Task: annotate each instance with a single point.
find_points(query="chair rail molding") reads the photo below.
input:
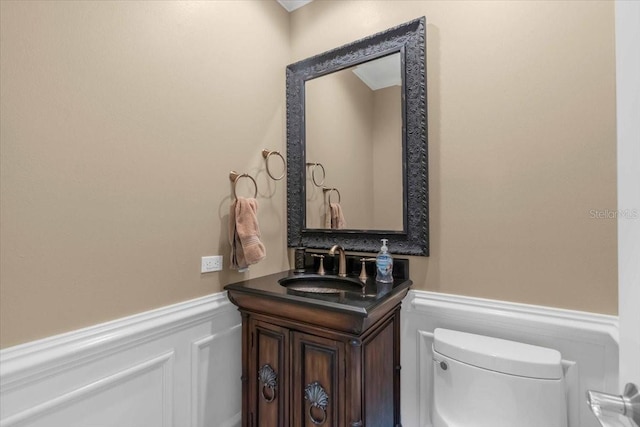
(176, 366)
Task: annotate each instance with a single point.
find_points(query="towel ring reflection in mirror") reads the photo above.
(313, 174)
(268, 153)
(327, 189)
(235, 176)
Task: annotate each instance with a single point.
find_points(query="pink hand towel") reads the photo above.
(337, 217)
(244, 233)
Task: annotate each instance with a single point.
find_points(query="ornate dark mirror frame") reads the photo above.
(409, 40)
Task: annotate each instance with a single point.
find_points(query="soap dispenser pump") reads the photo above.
(384, 264)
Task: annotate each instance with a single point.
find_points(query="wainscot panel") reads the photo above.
(588, 343)
(177, 366)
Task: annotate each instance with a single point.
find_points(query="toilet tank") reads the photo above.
(481, 381)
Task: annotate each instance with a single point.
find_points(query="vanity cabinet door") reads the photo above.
(268, 375)
(318, 385)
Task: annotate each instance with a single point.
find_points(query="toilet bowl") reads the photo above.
(481, 381)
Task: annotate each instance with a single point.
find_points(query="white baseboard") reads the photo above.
(177, 366)
(588, 343)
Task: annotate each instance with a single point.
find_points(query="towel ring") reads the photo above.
(235, 176)
(268, 153)
(313, 174)
(325, 189)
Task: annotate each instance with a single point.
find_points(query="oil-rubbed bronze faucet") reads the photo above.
(342, 262)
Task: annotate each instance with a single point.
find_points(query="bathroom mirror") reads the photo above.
(356, 135)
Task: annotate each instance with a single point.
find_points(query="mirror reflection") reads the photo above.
(354, 173)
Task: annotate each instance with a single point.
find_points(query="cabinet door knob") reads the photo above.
(318, 398)
(269, 380)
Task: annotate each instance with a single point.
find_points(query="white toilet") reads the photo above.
(481, 381)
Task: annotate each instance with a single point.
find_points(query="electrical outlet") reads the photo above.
(211, 263)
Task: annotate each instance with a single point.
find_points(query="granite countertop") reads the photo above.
(356, 300)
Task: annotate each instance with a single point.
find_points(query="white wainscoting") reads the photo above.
(588, 343)
(178, 366)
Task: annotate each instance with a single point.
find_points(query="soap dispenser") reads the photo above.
(384, 264)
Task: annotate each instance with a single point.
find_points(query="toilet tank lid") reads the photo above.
(499, 355)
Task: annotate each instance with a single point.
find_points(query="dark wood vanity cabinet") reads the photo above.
(297, 374)
(319, 362)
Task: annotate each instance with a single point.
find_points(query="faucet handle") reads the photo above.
(363, 271)
(321, 268)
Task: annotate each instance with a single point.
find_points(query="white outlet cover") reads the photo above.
(211, 263)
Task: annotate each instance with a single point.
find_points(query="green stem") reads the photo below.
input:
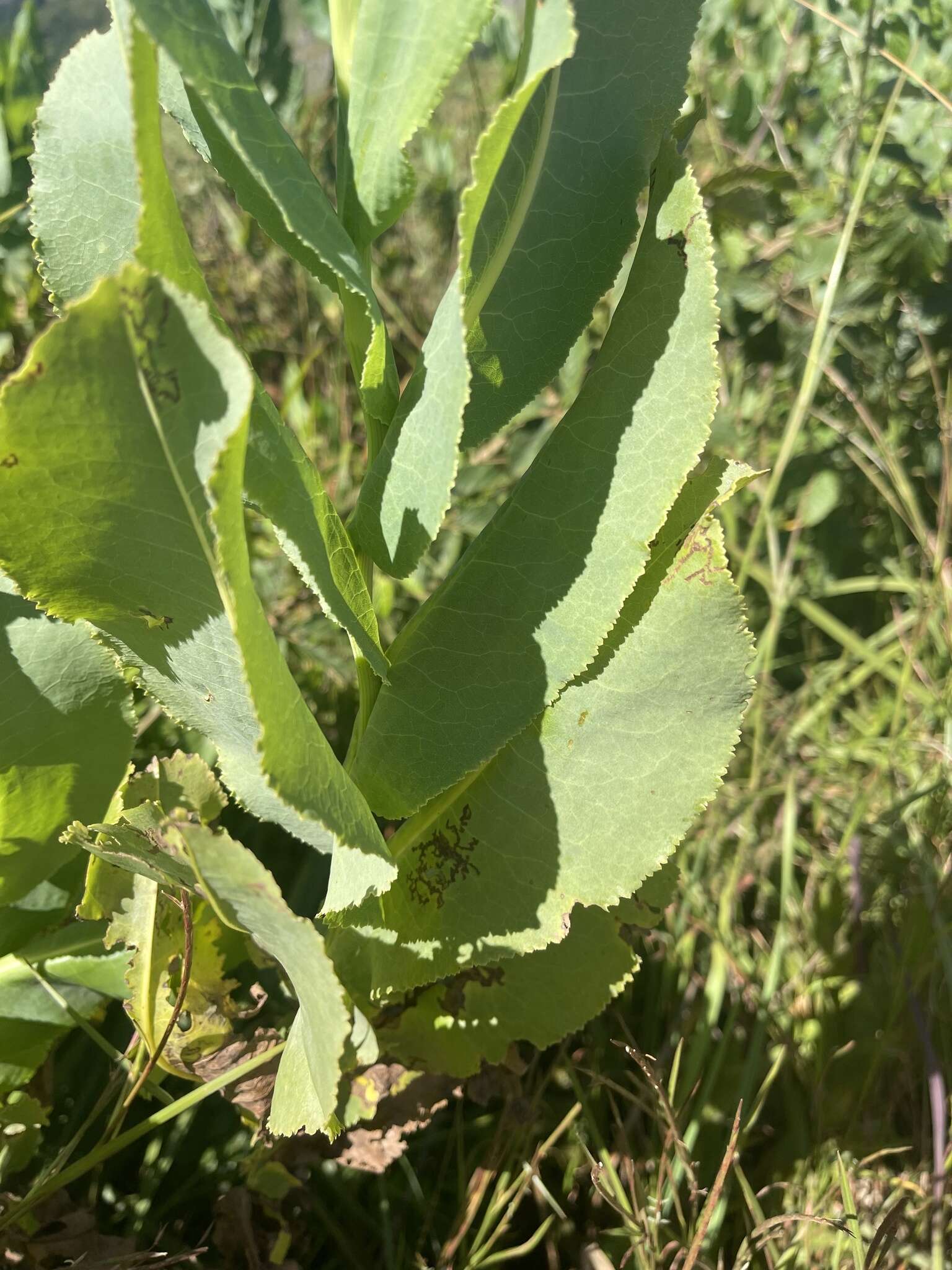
(107, 1150)
(489, 277)
(526, 47)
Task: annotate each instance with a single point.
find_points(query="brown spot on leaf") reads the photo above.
(442, 859)
(455, 997)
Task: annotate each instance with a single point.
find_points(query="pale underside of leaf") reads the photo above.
(614, 99)
(528, 605)
(161, 398)
(89, 109)
(270, 175)
(404, 55)
(589, 801)
(65, 741)
(407, 491)
(540, 997)
(31, 1020)
(245, 897)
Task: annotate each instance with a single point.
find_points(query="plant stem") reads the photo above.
(106, 1150)
(179, 1001)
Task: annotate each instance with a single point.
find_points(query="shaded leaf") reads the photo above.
(404, 55)
(148, 541)
(270, 175)
(65, 739)
(588, 802)
(534, 597)
(562, 213)
(542, 997)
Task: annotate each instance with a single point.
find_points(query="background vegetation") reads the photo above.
(806, 969)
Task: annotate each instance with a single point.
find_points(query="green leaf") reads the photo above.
(245, 895)
(93, 107)
(591, 799)
(405, 493)
(159, 401)
(151, 928)
(271, 178)
(542, 997)
(84, 198)
(31, 1020)
(531, 601)
(22, 1121)
(562, 213)
(141, 926)
(645, 908)
(65, 739)
(404, 55)
(178, 781)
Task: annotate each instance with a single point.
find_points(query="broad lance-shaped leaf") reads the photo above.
(65, 739)
(126, 481)
(90, 123)
(404, 54)
(245, 895)
(534, 597)
(31, 1019)
(562, 211)
(405, 493)
(591, 799)
(540, 997)
(272, 179)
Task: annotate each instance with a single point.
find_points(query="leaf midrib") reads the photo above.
(496, 262)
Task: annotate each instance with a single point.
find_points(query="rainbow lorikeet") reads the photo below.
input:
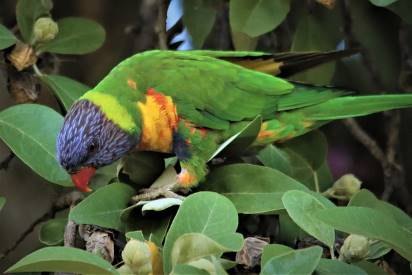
(187, 103)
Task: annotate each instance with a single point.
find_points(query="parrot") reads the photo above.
(187, 103)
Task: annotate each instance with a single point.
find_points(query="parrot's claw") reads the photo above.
(167, 191)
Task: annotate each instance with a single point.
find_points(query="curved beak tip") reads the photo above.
(82, 177)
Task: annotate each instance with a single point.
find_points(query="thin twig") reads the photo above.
(49, 214)
(367, 141)
(4, 164)
(60, 204)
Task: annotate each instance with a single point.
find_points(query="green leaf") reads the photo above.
(368, 222)
(7, 38)
(52, 231)
(317, 30)
(256, 17)
(367, 199)
(370, 268)
(275, 158)
(251, 188)
(63, 259)
(331, 267)
(66, 89)
(76, 36)
(296, 166)
(30, 130)
(184, 269)
(137, 235)
(141, 168)
(382, 3)
(160, 204)
(241, 140)
(273, 250)
(153, 225)
(302, 207)
(27, 11)
(302, 261)
(199, 17)
(103, 207)
(2, 202)
(194, 246)
(402, 8)
(215, 217)
(289, 231)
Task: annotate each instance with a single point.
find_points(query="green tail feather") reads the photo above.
(297, 122)
(353, 106)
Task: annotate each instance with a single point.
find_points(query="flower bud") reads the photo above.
(344, 188)
(136, 255)
(44, 29)
(355, 248)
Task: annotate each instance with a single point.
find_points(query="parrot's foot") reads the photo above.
(166, 191)
(184, 180)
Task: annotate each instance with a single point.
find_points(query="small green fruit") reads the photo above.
(355, 248)
(44, 29)
(137, 256)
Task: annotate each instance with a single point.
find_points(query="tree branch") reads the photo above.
(61, 203)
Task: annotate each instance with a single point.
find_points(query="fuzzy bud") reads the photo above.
(355, 248)
(44, 29)
(136, 255)
(344, 188)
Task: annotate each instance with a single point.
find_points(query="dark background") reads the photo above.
(130, 27)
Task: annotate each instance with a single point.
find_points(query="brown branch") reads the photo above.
(60, 204)
(4, 164)
(367, 141)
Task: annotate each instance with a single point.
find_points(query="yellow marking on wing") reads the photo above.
(132, 84)
(112, 108)
(159, 121)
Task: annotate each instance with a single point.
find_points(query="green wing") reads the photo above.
(208, 91)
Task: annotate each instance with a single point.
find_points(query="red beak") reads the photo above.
(82, 177)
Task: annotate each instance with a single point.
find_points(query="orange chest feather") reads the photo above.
(159, 121)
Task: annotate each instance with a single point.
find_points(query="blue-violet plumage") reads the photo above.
******
=== What this task involves ===
All entries above must be duplicated exactly; please omit any picture they hold.

=== Reply ===
Task: annotate each instance with a single point.
find_points(query="chair rail molding") reads the photo below.
input:
(176, 366)
Task: annotate each instance with a single point.
find_points(query="towel ring reflection in mirror") reads the photo above.
(313, 174)
(268, 153)
(327, 189)
(235, 176)
Task: annotate each instance with a single point.
find_points(query="pink hand towel") reads the photo above.
(337, 217)
(244, 233)
Task: annotate each instance with a single point.
find_points(query="ornate dark mirror frame") reads the photo above.
(409, 40)
Task: annotate each instance with a single point.
find_points(query="soap dispenser pump") reads the photo above.
(384, 264)
Task: annotate each instance with a single point.
find_points(query="wainscot panel") reads the photo above.
(588, 343)
(177, 366)
Task: annotate each instance with a single point.
find_points(query="toilet tank") reads the photo above.
(481, 381)
Task: annotate each instance with a single point.
find_points(query="vanity cabinet door") reads the photo above.
(268, 375)
(318, 385)
Task: annotate each instance with a single point.
find_points(query="toilet bowl") reads the photo above.
(481, 381)
Task: annotate each instance with a single point.
find_points(query="white baseboard") reads the photo above.
(177, 366)
(588, 343)
Task: annotate each instance with a single point.
find_points(query="towel ring") reads the photo above.
(235, 176)
(268, 153)
(313, 174)
(325, 189)
Task: annotate each instance with a single point.
find_points(query="oil-rubbed bronze faucet") reads the photo above.
(342, 262)
Task: annotate each instance with a single point.
find_points(query="bathroom mirror") reads the photo above.
(356, 135)
Task: annotate each instance with a single point.
find_points(query="mirror reflection") reads the photo above.
(354, 173)
Task: annotate each instance with a single point.
find_points(query="cabinet door knob") reads the photo above.
(318, 398)
(269, 380)
Task: annotate each instance with a single point.
find_points(query="white toilet") reads the photo above.
(481, 381)
Task: annotate each instance with a single point.
find_points(query="electrical outlet") reads the photo above.
(211, 263)
Task: annotate each instance with a single point.
find_points(query="granite countertop") reads the photo above.
(356, 300)
Task: annotate each instance with a single point.
find_points(query="white wainscoting") reads the photo above.
(588, 343)
(178, 366)
Task: annotate each instance with a single point.
find_points(query="soap dispenser") reads the photo above.
(384, 264)
Task: annotate each instance with a single point.
find_points(query="toilet tank lid") reads the photo above.
(499, 355)
Task: annotate each instance with a single point.
find_points(query="dark wood vanity cabinet") reads the photo above.
(297, 374)
(319, 362)
Task: annotate each instance with a single point.
find_points(query="faucet handle") reads the photo above.
(363, 271)
(321, 268)
Task: annotate each instance with a single point.
find_points(query="white outlet cover") reads the photo above.
(211, 263)
Task: annotate each instance with a single point.
find_points(query="green stem") reads the photo below.
input:
(107, 1150)
(489, 277)
(526, 47)
Task: annotate each instance with a single point.
find_points(query="brown spot on leaf") reads the photo above.
(442, 859)
(455, 997)
Task: annotate each instance with a single point.
find_points(query="pale underside of leaf") reads the photo above.
(614, 99)
(528, 605)
(161, 398)
(89, 109)
(270, 175)
(404, 55)
(589, 801)
(65, 741)
(407, 491)
(540, 997)
(31, 1020)
(245, 897)
Task: annotate each instance with a single point.
find_points(query="plant stem") reads the photo above.
(106, 1150)
(179, 1001)
Task: annotate each instance with a single point.
find_points(query="shaded leaf") reads the photo above.
(404, 55)
(148, 541)
(270, 175)
(65, 739)
(588, 802)
(534, 597)
(562, 213)
(542, 997)
Task: annotate each instance with a single point.
find_points(query="background vegetation") reads the photo above.
(806, 969)
Task: annotate each instance with a single point.
find_points(query="green leaf") reads the photo above.
(245, 895)
(93, 107)
(591, 799)
(405, 493)
(159, 401)
(151, 928)
(271, 178)
(542, 997)
(84, 198)
(31, 1020)
(531, 601)
(22, 1121)
(562, 213)
(141, 926)
(645, 908)
(65, 739)
(404, 55)
(178, 781)
Task: annotate each instance with a single point.
find_points(query="broad lance-shaped leaf") reads the photo above.
(65, 739)
(126, 481)
(90, 123)
(404, 54)
(245, 895)
(534, 597)
(31, 1019)
(562, 211)
(405, 493)
(591, 799)
(540, 997)
(272, 179)
Task: annotate each instance with a single point.
find_points(query="leaf midrib") reads the photo above.
(496, 262)
Task: annotate each instance with a single point.
find_points(query="rainbow lorikeet") reads the photo below.
input:
(187, 103)
Task: annotate each instance with a single point.
find_points(query="parrot") reads the photo above.
(187, 103)
Task: annotate each instance with a single point.
find_points(query="parrot's claw") reads the photo above.
(167, 191)
Task: annotate each instance with a single point.
find_points(query="curved beak tip") reads the photo above.
(82, 177)
Task: annotate each instance with a single point.
find_points(query="thin twig") reads the photo above.
(49, 214)
(367, 141)
(4, 164)
(60, 204)
Task: annotate each instance with a single point.
find_points(query="green leaf") reads the photo above.
(368, 222)
(7, 38)
(52, 231)
(317, 30)
(256, 17)
(367, 199)
(370, 268)
(275, 158)
(251, 188)
(63, 259)
(331, 267)
(66, 89)
(76, 36)
(296, 166)
(30, 130)
(184, 269)
(137, 235)
(141, 168)
(382, 3)
(160, 204)
(241, 140)
(273, 250)
(153, 225)
(302, 207)
(27, 11)
(302, 261)
(199, 17)
(103, 207)
(2, 202)
(194, 246)
(402, 8)
(215, 217)
(289, 231)
Task: annotate each instance with a single point.
find_points(query="green tail feather") reads the photo above.
(297, 122)
(353, 106)
Task: annotate each instance with a single point.
find_points(query="flower bud") reads the photo above.
(344, 188)
(136, 255)
(44, 29)
(355, 248)
Task: annotate each instance with a single point.
find_points(query="parrot's foot") reads the photo above.
(166, 191)
(184, 180)
Task: annotate each instance with a single point.
find_points(query="small green fruit") reads the photo above.
(355, 248)
(44, 29)
(137, 256)
Task: annotate each instance with a single point.
find_points(query="tree branch") reads the photo above.
(61, 203)
Task: annotate each instance with a single point.
find_points(query="fuzzy bud") reads the photo above.
(355, 248)
(44, 29)
(136, 255)
(344, 188)
Task: annotate each instance with a single point.
find_points(query="dark background") reads the photo above.
(130, 27)
Task: annotate each instance with a single point.
find_points(query="brown branch") reads the photo above.
(60, 204)
(4, 164)
(367, 141)
Task: annotate each instance with a single point.
find_points(query="yellow marking on wing") reads the photo above.
(132, 84)
(112, 108)
(159, 121)
Task: annotate each instance with a single point.
find_points(query="green wing") reads the photo above.
(208, 91)
Task: annotate each instance with a single point.
find_points(query="red beak") reads the photo above.
(82, 177)
Task: annotate each instance with a single point.
find_points(query="orange chest feather") reads the photo above.
(159, 121)
Task: annotate each instance with a single point.
find_points(query="blue-violet plumage") reads the photo above.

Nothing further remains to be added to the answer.